Data under study below:

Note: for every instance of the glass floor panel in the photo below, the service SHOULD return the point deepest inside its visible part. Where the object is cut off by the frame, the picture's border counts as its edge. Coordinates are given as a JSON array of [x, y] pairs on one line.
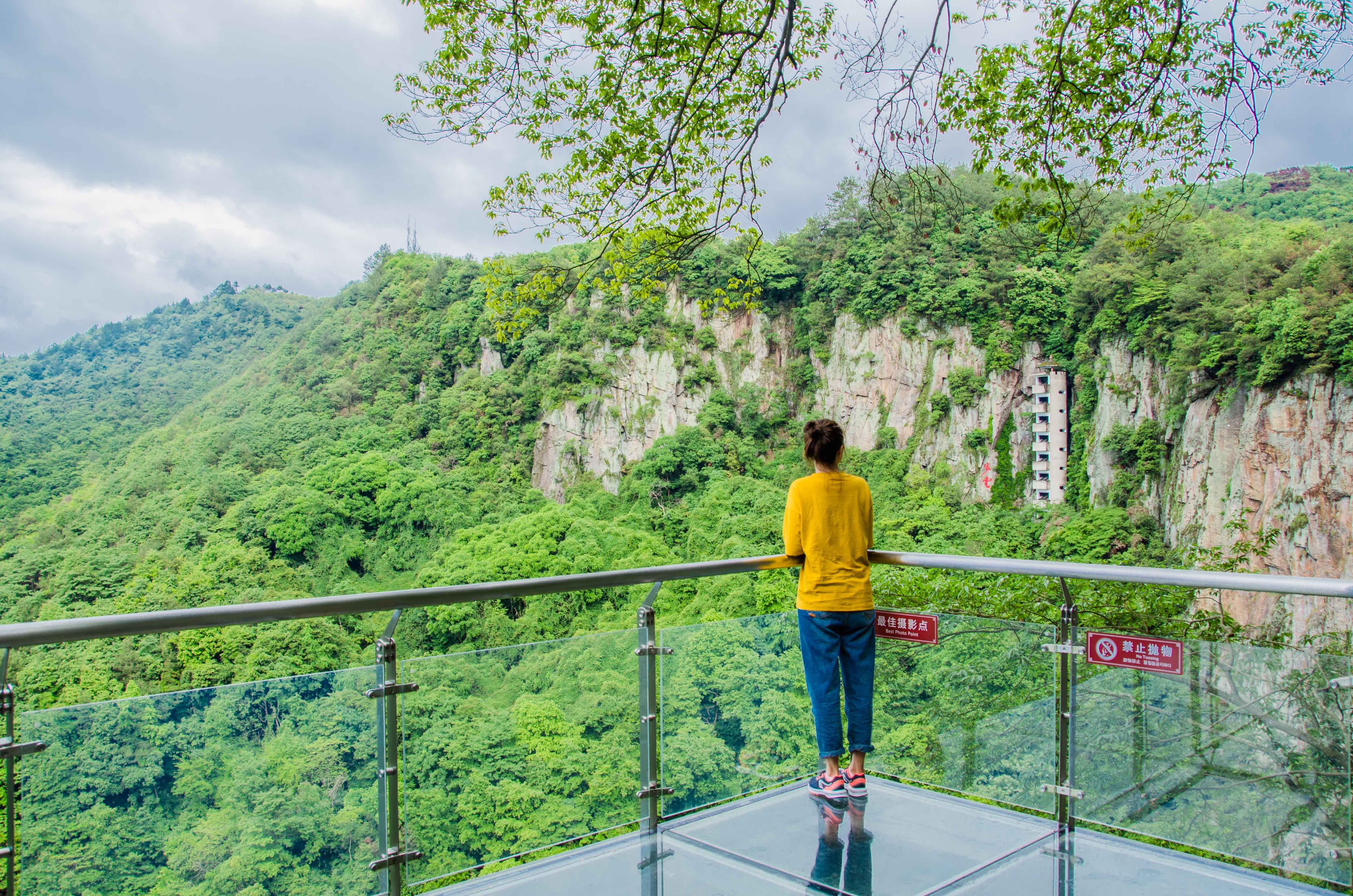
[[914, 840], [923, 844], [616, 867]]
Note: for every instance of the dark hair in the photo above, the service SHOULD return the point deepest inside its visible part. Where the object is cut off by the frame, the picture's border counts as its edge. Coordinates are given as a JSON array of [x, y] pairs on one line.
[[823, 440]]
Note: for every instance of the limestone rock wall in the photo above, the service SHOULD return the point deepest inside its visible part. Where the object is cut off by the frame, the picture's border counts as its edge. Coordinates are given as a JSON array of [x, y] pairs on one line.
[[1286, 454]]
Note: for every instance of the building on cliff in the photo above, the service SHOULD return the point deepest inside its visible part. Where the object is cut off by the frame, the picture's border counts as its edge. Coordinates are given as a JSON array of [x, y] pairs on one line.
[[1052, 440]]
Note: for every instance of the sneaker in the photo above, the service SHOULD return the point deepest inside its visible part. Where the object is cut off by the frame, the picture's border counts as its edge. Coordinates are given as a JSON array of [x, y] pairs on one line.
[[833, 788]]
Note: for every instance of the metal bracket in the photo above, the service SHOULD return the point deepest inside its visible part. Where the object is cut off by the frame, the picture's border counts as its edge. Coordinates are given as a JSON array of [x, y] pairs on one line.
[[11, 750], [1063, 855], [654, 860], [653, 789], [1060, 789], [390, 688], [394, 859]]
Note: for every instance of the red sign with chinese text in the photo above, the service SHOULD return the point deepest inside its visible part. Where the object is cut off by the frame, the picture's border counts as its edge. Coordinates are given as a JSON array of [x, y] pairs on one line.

End of Data under study.

Work to be completed:
Please copy the data shown above, line by line and exactly, omitting the images.

Solution:
Note: for every instance of the glass floor panel in the photo below, the service SHOULD return the point deepest inside its visible part. Where the object is cut off by the frame, the picture's border counts as its edge. Coordinates are given as a JSON array of [x, y] pairs on one line.
[[914, 840], [923, 844], [616, 867]]
Note: for every instance of the dark hair in the photo above, the service SHOULD return the point deepest inside its visible part. Where the object is cut off by the frame, the picture's border counts as its edge. Coordinates are given as a JSON array of [x, y] pairs on one line.
[[823, 440]]
Note: for every instance of the limestone rock wall in the photo above, the service SHOULD return the point deepest inside its visible part. Where the object is cut off by the frame, the picture's border counts as its edge. Coordinates are given as a JSON array of [x, y] pairs on one line.
[[1286, 454]]
Note: for every instance of the building on cliff in the photo above, the service SHOULD return the point deepest inside its visible part. Where the object is cut off by the frame, the picture's border counts as its edge. Coordinates are given as a JSON array of [x, y] pairs on one line.
[[1052, 440]]
Note: for every instance of the sneaker in the photo above, the service SHOULD return the point deepest inside its visible part. Where the object is cut off by the frame, the picture's border counts as its edge. Coordinates are given as a JSON array of [x, y] pairs on one line.
[[833, 788]]
Note: for every instance of the metal bracket in the photo above, the service SHOULD return the point deepest inside its visible part. Where the object is cut off by the frame, the picture's border counts as its edge. Coordinates are given as a JSON array of [x, y] pairs on one line.
[[11, 750], [1063, 855], [654, 860], [653, 789], [1060, 789], [390, 688], [394, 859]]
Note: for every instance of the red sign with chinese text in the photo above, the service SHOULD return the point deepest inside its visible part. Where the object is cut off by the frame, the picture's border counts as its edge. Coordinates are given as a JSON array of [x, y] pairs on one line.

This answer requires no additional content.